═════ Article ═════

It’s hard to live in our nation’s capital without drinking our nation’s Kool-Aid. And right now, the flavor is shutdown. The will-it-happen, won’t-it-happen discussion has given way to talk of how it will happen. Shutting down the government is not unlike steering a huge ocean liner. One doesn’t start or stop quickly.

Since there’s one government employee and one dependent-on-government employee in this house — to say nothing of a government-employee daughter a few miles away — this matters in an immediate way.

During the last shutdown, in 2013, Congress authorized back pay for furloughed workers. We might not be as lucky this time. In addition to lapsed income, there’s also the uncertainty of the situation, the disruption.

Time for some perspective, which for me means … a stroll. I’m calling it the Shutdown Walk.

Frozen Solid

Frozen Solid

Footfall thunderous, thudding. No give in the ground. Crunching through frozen mud and thin white ice that begs to be broken.

This is what I’ve been walking on this winter when I venture off road to stroll on trail or berm. It’s a strange sensation, expecting give where you don’t find it.

Not unlike returning to a scenic spot of once-great beauty to find it befouled with new houses and fences.

The ground I knew — soft, fragrant, pliable — has become another rough element, something that doesn’t move with me but against me. It’s ground that may as well be … pavement.

TC in the Suburbs

TC in the Suburbs

Late-day walk with Copper, who was begging, pleading with his big brown eyes, not letting me out of his sight. OK, little guy. And so … we were on.

I knew we’d have a fun time of it when I saw a neighbor and her dog (with whom Copper has scrapped more than once) sauntering down to the bus stop. We’d inadvertently timed our stroll with the Folkstone rush hour: 15 minutes of nonstop bus and car traffic back from Crossfield School.

I hadn’t even reached Fox Mill Road before the first text came. That required I remove my gloves and send a return text, followed by a return email. While I was doing this, a sweet-faced boy of 7 or 8 approached us. Copper lunged at him before I realized what was happening. “He bites,” I said to the child, whose expression was suddenly frozen in horror. “I’m sorry, but you don’t want to pet him.”

We finally reached the halfway point, then turned toward home. On the way back, I received a call, a voice mail and another email.

Total elapsed time: 25 minutes.

This is what happens when walking in the suburbs meets telecommuting in the suburbs. Not exactly a walk in the park … but better than the alternative.

(Copper in his autumn bandana. That’s two Copper pix in one week. No more for a while!)

New Walk in Town

New Walk in Town

Yesterday after work I jumped off the bus at Rosslyn, as I always do, but instead of transferring to Metro, I walked up Clarendon Boulevard, past Court House Metro on to Fairfax Boulevard and all the way to Ballston.

It was getting dark, lights coming on, the Christmas decorations still up in some stores and windows. There were dogs and their owners, children and their parents, millennials and their yoga mats.

This is a new route for me, many uphill stretches and some unknown areas that had me a bit turned around last night. But it’s a route I look forward to learning as the days lengthen. It’s the new walk in town.


(Pictures of another sunset walk; the new walk in town is not yet photographed!)

═════ Information provided ═════

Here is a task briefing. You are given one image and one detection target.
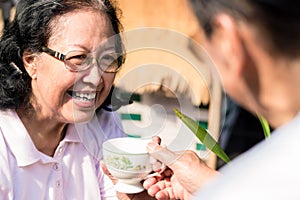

═════

- **Stated problem A**
For each statement about the post, say yes or no and quote the words that decide it: (i) Congress authorized back pay for furloughed workers during the 2013 shutdown; (ii) the suburban walk with Copper took 40 minutes; (iii) the new walk in town has already been photographed.
- **Stated problem B**
Repeat word for word the part of the post from "The ground I" to "from Crossfield School.".

- **Problem solution A**
(i) Yes: "During the last shutdown, in 2013, Congress authorized back pay for furloughed workers."
(ii) No: "Total elapsed time: 25 minutes."
(iii) No: "the new walk in town is not yet photographed!"

- **Problem solution B**
The ground I knew — soft, fragrant, pliable — has become another rough element, something that doesn’t move with me but against me. It’s ground that may as well be … pavement.

TC in the Suburbs

TC in the Suburbs

Late-day walk with Copper, who was begging, pleading with his big brown eyes, not letting me out of his sight. OK, little guy. And so … we were on.

I knew we’d have a fun time of it when I saw a neighbor and her dog (with whom Copper has scrapped more than once) sauntering down to the bus stop. We’d inadvertently timed our stroll with the Folkstone rush hour: 15 minutes of nonstop bus and car traffic back from Crossfield School.